---- Supplied data
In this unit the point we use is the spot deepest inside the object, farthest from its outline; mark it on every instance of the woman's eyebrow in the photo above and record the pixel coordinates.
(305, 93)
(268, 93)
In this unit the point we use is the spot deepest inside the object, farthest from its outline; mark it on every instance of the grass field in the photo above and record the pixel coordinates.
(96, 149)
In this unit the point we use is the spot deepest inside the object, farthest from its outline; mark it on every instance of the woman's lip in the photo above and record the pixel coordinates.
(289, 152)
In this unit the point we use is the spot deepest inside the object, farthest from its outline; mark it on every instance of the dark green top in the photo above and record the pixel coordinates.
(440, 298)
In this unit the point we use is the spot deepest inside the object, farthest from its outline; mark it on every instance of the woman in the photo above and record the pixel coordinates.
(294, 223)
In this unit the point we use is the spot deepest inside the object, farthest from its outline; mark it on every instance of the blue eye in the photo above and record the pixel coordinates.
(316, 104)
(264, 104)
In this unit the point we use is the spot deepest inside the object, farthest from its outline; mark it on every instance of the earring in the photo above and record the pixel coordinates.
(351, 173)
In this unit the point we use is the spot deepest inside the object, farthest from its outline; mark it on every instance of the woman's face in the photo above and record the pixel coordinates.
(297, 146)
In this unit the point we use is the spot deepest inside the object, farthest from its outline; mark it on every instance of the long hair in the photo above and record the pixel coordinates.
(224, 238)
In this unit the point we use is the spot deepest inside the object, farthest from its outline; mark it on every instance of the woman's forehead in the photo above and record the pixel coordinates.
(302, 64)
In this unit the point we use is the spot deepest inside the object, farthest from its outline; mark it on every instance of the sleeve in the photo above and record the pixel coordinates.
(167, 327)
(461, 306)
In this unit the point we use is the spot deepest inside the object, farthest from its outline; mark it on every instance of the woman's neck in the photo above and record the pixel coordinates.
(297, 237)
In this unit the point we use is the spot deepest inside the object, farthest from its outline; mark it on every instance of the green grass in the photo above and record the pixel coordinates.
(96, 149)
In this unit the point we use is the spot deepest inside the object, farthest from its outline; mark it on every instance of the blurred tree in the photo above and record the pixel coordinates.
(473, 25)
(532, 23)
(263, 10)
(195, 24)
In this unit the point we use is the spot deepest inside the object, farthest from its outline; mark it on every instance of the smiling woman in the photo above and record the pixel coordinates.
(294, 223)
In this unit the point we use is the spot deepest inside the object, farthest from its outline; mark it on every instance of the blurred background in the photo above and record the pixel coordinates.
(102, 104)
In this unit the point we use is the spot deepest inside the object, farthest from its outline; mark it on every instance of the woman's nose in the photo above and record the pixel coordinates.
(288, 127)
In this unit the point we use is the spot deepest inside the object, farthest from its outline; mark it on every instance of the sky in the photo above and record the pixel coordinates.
--------
*What to do*:
Swap every "farthest from its outline" in the listing above for "most distant from its edges", keeping everything else the same.

*Finished task*:
In this unit the point we use is the spot deepest inside the object, most distant from its edges; mark it on every instance of the woman's eyebrow in the photo above and record the pixel coordinates.
(305, 93)
(268, 93)
In this unit the point we use is the spot deepest inside the object, most distant from its edges; mark it on every instance of the grass field in the photo above and record the pixel coordinates.
(96, 149)
In this unit the point we use is the spot deepest inside the object, most distant from its edges; mark it on every instance of the woman's lip in the photo above and record the pixel coordinates.
(289, 152)
In this unit the point we use is the spot deepest inside the object, most distant from its edges; mark it on every instance of the dark green top in the photo above and record the pixel coordinates.
(440, 298)
In this unit the point we use is the spot deepest inside the object, most distant from its edges; mark it on every instance of the woman in the photo above and record the pixel coordinates.
(294, 223)
In this unit the point we use is the spot deepest inside the object, most distant from its edges; mark it on every instance of the blue eye in the photo above and record the pixel coordinates.
(316, 104)
(264, 104)
In this unit the point we use is the spot deepest inside the object, most distant from its edges; mark it on every instance of the earring in the photo above and record the pixel coordinates.
(351, 173)
In this unit the point we use is the spot deepest inside the object, most distant from its edges; mark it on every instance of the woman's face in the photo above and record the pixel coordinates.
(297, 146)
In this unit the point we use is the spot deepest inside the object, most distant from its edges; mark it on every instance of the long hair in the photo above and record the pixel coordinates.
(224, 238)
In this unit the point we use is the spot deepest inside the object, most distant from its edges; mark it on every instance of the woman's forehead in the photo above and record the pixel coordinates.
(302, 64)
In this unit the point we use is the spot deepest inside the object, most distant from its edges; mark it on every instance of the sleeve in the photo above and record the pixel coordinates.
(167, 327)
(461, 306)
In this unit the point we use is the spot deepest inside the object, most distant from its edges; mark it on every instance of the woman's neck in the photo above and record the pixel coordinates.
(297, 237)
In this unit the point we use is the spot deepest inside the object, most distant from its edges; mark it on every instance of the green grass in the photo above and record the pixel coordinates.
(96, 149)
In this unit the point we use is the spot deepest inside the object, most distant from its edges; mark it on every instance of the blurred tree in the photo above and record the pixel coordinates.
(473, 25)
(532, 23)
(263, 10)
(195, 24)
In this unit the point we use is the spot deepest inside the object, most distant from its edges; mark it on every instance of the smiling woman in the photo above and record the pixel coordinates.
(294, 223)
In this unit the point we use is the spot deepest inside the object, most distant from its edges; mark it on every instance of the blurred background in the photo above and record the pixel coordinates.
(102, 104)
In this unit the point we use is the spot deepest inside the object, most distant from its edges; mark it on every instance of the woman's nose in the photo above and record the pixel coordinates.
(288, 127)
In this unit the point we use is the spot deepest inside the object, most distant from its edges; mark it on every instance of the sky in the photo above and record the pixel coordinates.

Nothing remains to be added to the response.